AIM OF THE EXERCISE
Select every line in the items that contains the word "ceiling", and copy each one.

SUPPLIED MATERIAL
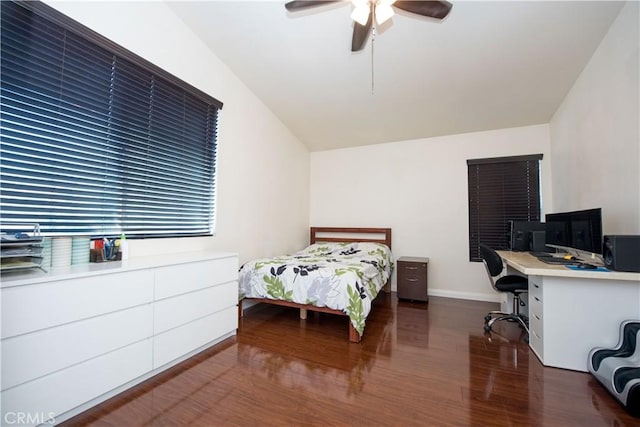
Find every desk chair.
[480,243,529,341]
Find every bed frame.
[238,227,391,343]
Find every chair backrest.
[480,243,503,277]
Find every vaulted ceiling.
[170,1,622,151]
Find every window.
[467,154,542,261]
[0,1,222,237]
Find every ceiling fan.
[284,0,452,52]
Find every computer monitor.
[545,208,602,254]
[509,221,545,251]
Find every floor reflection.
[237,295,394,397]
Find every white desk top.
[497,251,640,282]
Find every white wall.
[310,125,551,301]
[550,1,640,234]
[47,1,309,263]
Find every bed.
[238,227,393,342]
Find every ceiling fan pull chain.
[371,25,376,96]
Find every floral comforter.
[239,242,393,335]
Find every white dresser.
[0,252,238,425]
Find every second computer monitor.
[509,221,545,251]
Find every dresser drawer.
[2,270,153,339]
[154,256,238,301]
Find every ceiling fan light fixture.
[351,0,371,25]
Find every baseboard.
[429,289,500,303]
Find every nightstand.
[397,257,429,302]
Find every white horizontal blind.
[0,1,222,237]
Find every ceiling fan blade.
[284,0,341,12]
[351,5,373,52]
[392,0,452,19]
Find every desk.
[498,251,640,372]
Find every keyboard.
[531,252,553,258]
[536,255,580,265]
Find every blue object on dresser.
[588,320,640,417]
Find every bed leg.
[349,321,361,343]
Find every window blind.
[467,154,542,261]
[0,1,222,237]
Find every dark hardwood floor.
[65,293,640,427]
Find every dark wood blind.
[467,154,542,261]
[0,1,222,237]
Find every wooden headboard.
[309,227,391,249]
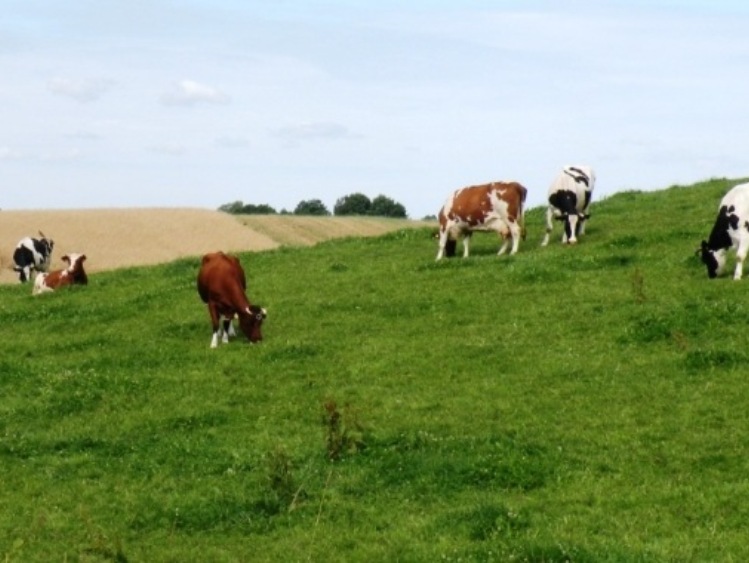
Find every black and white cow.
[541,166,596,246]
[698,183,749,280]
[13,231,55,283]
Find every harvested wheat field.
[0,208,430,283]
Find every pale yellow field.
[0,208,430,283]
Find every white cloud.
[214,137,250,149]
[161,80,231,106]
[47,77,114,103]
[0,147,25,160]
[275,122,361,141]
[150,144,187,156]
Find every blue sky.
[0,0,749,218]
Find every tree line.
[218,192,407,219]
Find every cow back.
[198,252,247,303]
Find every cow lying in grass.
[13,231,55,283]
[33,254,88,295]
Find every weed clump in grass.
[323,400,364,461]
[266,447,304,512]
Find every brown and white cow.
[437,182,527,260]
[32,253,88,295]
[198,252,267,348]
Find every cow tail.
[445,236,458,258]
[518,186,528,240]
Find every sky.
[0,0,749,219]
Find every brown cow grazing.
[33,253,88,295]
[437,182,527,260]
[198,252,267,348]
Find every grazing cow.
[541,166,596,246]
[698,184,749,280]
[437,182,527,260]
[13,231,55,283]
[33,253,88,295]
[198,252,267,348]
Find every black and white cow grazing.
[541,166,596,246]
[698,183,749,280]
[13,231,55,283]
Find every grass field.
[0,180,749,562]
[0,208,428,284]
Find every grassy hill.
[0,180,749,562]
[0,208,429,284]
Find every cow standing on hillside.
[198,252,267,348]
[13,231,55,283]
[437,182,527,260]
[33,253,88,295]
[698,184,749,280]
[541,166,596,246]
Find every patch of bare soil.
[0,208,436,283]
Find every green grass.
[0,180,749,562]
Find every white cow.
[541,166,596,246]
[698,183,749,280]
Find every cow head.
[698,240,726,279]
[39,231,55,258]
[239,305,268,343]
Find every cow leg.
[562,213,580,244]
[463,235,471,258]
[541,207,554,246]
[221,319,231,344]
[208,303,221,348]
[497,234,510,256]
[221,317,237,344]
[500,222,521,256]
[733,239,749,280]
[436,229,447,260]
[577,215,585,236]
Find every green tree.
[333,193,372,215]
[369,195,406,219]
[294,199,330,215]
[218,200,244,213]
[240,203,276,215]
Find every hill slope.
[0,208,432,283]
[0,180,749,562]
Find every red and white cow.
[437,182,527,260]
[32,253,88,295]
[198,252,267,348]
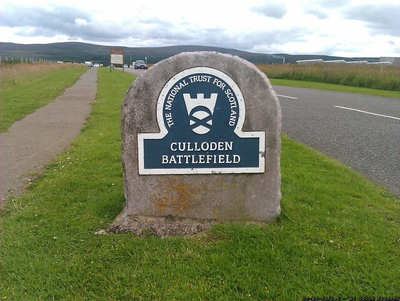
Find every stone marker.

SOLUTION TO THE PROBLEM
Find every vaulted ceiling.
Find every ceiling fan.
Find every ceiling fan pull chain.
Find every ceiling fan light fixture.
Find every ceiling fan blade.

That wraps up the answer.